● **Exercise details**
List each line in the rows below that contains the string "query".

● **Data for processing**
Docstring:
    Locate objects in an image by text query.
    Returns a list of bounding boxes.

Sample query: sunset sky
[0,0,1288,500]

● **Output below**
    Locate objects in an image by text query.
Sample query: sunset sky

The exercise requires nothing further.